_Required action_.
Repeat the data exactly, every last line of it.

(Task material Opens)

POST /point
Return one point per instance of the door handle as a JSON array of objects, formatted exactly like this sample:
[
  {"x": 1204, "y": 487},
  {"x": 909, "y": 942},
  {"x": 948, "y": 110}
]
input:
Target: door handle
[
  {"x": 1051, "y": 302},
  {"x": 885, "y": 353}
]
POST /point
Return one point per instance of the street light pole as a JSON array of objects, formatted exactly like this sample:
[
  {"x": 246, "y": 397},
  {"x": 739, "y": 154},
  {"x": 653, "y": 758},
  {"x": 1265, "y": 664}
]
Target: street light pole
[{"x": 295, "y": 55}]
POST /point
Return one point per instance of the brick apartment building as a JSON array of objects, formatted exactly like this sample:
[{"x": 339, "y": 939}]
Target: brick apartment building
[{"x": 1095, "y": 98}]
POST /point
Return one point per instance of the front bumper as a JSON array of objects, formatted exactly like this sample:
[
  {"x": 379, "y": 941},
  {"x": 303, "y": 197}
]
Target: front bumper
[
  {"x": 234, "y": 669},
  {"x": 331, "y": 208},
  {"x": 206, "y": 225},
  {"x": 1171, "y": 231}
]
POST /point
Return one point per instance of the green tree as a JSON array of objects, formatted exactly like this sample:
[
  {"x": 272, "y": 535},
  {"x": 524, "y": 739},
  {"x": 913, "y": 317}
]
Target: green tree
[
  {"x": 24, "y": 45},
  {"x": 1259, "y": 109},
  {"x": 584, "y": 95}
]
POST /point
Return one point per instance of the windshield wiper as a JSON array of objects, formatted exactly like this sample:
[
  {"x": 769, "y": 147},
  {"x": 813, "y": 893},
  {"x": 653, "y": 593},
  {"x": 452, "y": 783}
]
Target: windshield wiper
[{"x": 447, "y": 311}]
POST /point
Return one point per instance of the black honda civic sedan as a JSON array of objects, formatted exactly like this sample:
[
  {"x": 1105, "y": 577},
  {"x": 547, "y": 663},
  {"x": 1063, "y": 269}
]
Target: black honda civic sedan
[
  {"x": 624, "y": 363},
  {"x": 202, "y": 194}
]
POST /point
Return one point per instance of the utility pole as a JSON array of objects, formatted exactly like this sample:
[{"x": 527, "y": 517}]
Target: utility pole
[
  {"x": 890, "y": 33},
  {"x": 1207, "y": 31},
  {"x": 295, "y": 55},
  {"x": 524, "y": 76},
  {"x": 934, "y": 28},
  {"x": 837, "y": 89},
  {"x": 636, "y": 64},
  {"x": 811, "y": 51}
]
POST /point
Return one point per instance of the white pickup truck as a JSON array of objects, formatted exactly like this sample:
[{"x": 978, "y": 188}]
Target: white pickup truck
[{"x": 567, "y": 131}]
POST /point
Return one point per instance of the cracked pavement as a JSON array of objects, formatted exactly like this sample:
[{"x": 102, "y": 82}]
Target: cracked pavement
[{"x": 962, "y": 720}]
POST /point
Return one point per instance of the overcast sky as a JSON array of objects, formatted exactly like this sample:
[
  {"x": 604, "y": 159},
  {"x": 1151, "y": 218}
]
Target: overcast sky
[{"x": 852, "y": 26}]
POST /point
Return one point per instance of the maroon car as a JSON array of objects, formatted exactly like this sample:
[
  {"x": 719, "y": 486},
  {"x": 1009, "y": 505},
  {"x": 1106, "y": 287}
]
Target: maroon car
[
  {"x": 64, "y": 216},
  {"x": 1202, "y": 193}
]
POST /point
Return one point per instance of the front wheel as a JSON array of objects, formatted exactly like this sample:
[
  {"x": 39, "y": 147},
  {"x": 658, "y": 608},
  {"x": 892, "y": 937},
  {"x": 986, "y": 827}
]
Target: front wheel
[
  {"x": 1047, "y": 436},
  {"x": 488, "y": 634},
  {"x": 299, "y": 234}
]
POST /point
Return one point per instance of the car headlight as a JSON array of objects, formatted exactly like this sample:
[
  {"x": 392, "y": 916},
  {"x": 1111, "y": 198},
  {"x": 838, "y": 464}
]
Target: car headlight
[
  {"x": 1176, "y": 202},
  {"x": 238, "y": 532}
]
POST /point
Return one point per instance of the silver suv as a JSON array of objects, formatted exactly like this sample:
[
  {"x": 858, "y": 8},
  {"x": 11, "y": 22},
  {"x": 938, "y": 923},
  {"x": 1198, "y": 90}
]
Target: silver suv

(Task material Closes)

_Result_.
POST /point
Return one point per instance of the door handle as a JSON array of objects, formatted exactly like this sample:
[
  {"x": 1204, "y": 487},
  {"x": 909, "y": 942},
  {"x": 948, "y": 110}
]
input:
Target: door handle
[
  {"x": 1051, "y": 302},
  {"x": 885, "y": 353}
]
POST /point
Return one point per instance of the street light pole as a JSON array of objects, formatted exactly like this sample:
[
  {"x": 246, "y": 397},
  {"x": 739, "y": 154},
  {"x": 653, "y": 758},
  {"x": 1265, "y": 664}
]
Target: street light pole
[{"x": 295, "y": 55}]
POST /point
Return one point per instance of the brick apartment building as a JSON array of objects, formatted exactly like this sample:
[{"x": 339, "y": 939}]
Target: brick apartment building
[{"x": 1095, "y": 98}]
POST /point
Return one point per instance of the front bumper as a JSON array of objects, formatted exactly like this sample:
[
  {"x": 379, "y": 941},
  {"x": 303, "y": 197}
]
Target: front bumper
[
  {"x": 234, "y": 669},
  {"x": 331, "y": 208},
  {"x": 206, "y": 225},
  {"x": 1171, "y": 231}
]
POST /point
Return one point per instance of the green tree as a JSON array of objects, formatted exactly like this sample:
[
  {"x": 272, "y": 535},
  {"x": 524, "y": 739},
  {"x": 913, "y": 317}
]
Target: green tree
[
  {"x": 24, "y": 45},
  {"x": 1259, "y": 109},
  {"x": 584, "y": 95}
]
POST /point
Return one point per instance of the windshield wiper as a JSON array of objects, formatted exactly like this sample:
[
  {"x": 769, "y": 147},
  {"x": 813, "y": 893},
  {"x": 653, "y": 593},
  {"x": 452, "y": 783}
]
Target: windshield wiper
[{"x": 447, "y": 311}]
POST /point
Return one point per instance of the black honda civic sedan as a JSON array of objects, formatted exactly like this sample:
[
  {"x": 1105, "y": 577},
  {"x": 547, "y": 663},
  {"x": 1063, "y": 269}
]
Target: black honda civic sedan
[
  {"x": 624, "y": 363},
  {"x": 202, "y": 194}
]
POST /point
Return one point per instance of the utility pole as a JSON array of objects, formatted exactly like this sample:
[{"x": 527, "y": 517}]
Target: utility pole
[
  {"x": 890, "y": 33},
  {"x": 1207, "y": 31},
  {"x": 295, "y": 55},
  {"x": 524, "y": 76},
  {"x": 934, "y": 28},
  {"x": 837, "y": 89},
  {"x": 636, "y": 64},
  {"x": 811, "y": 51}
]
POST /point
Return one point per instance of the white pickup truck as a JSON array of objects, formatted exactly like this sample:
[{"x": 978, "y": 188}]
Target: white pickup truck
[{"x": 567, "y": 131}]
POST /point
Return one point per instance of the cracked pavement as a JSON array of objects, formatted exactly like this sample:
[{"x": 102, "y": 82}]
Target: cracked pavement
[{"x": 962, "y": 720}]
POST /point
Return one point per instance of the overcast sky as a JSON array of objects, formatted exactly like this sample:
[
  {"x": 604, "y": 159},
  {"x": 1151, "y": 218}
]
Target: overcast sky
[{"x": 852, "y": 26}]
POST /point
Return one point per instance of the maroon car as a JSON array of objects, formatted exactly like this sample:
[
  {"x": 719, "y": 486},
  {"x": 1009, "y": 505},
  {"x": 1106, "y": 287}
]
Target: maroon car
[
  {"x": 64, "y": 216},
  {"x": 1202, "y": 193}
]
POST /point
Return one point per instance of the front wheel as a JSON array of objects, formatted exactly like this sample:
[
  {"x": 39, "y": 147},
  {"x": 658, "y": 608},
  {"x": 892, "y": 937},
  {"x": 986, "y": 827}
]
Target: front wheel
[
  {"x": 1047, "y": 436},
  {"x": 488, "y": 634},
  {"x": 299, "y": 234}
]
POST /point
Return one point per instance of the car headlight as a JSON array of objects, formatted exactly like this sample:
[
  {"x": 392, "y": 916},
  {"x": 1111, "y": 198},
  {"x": 838, "y": 464}
]
Target: car headlight
[
  {"x": 1176, "y": 202},
  {"x": 238, "y": 532}
]
POST /point
Return one point per instance of the silver suv as a JSON array of objects, formatted exactly like this sample:
[
  {"x": 858, "y": 8},
  {"x": 11, "y": 22},
  {"x": 938, "y": 923},
  {"x": 1198, "y": 90}
]
Target: silver suv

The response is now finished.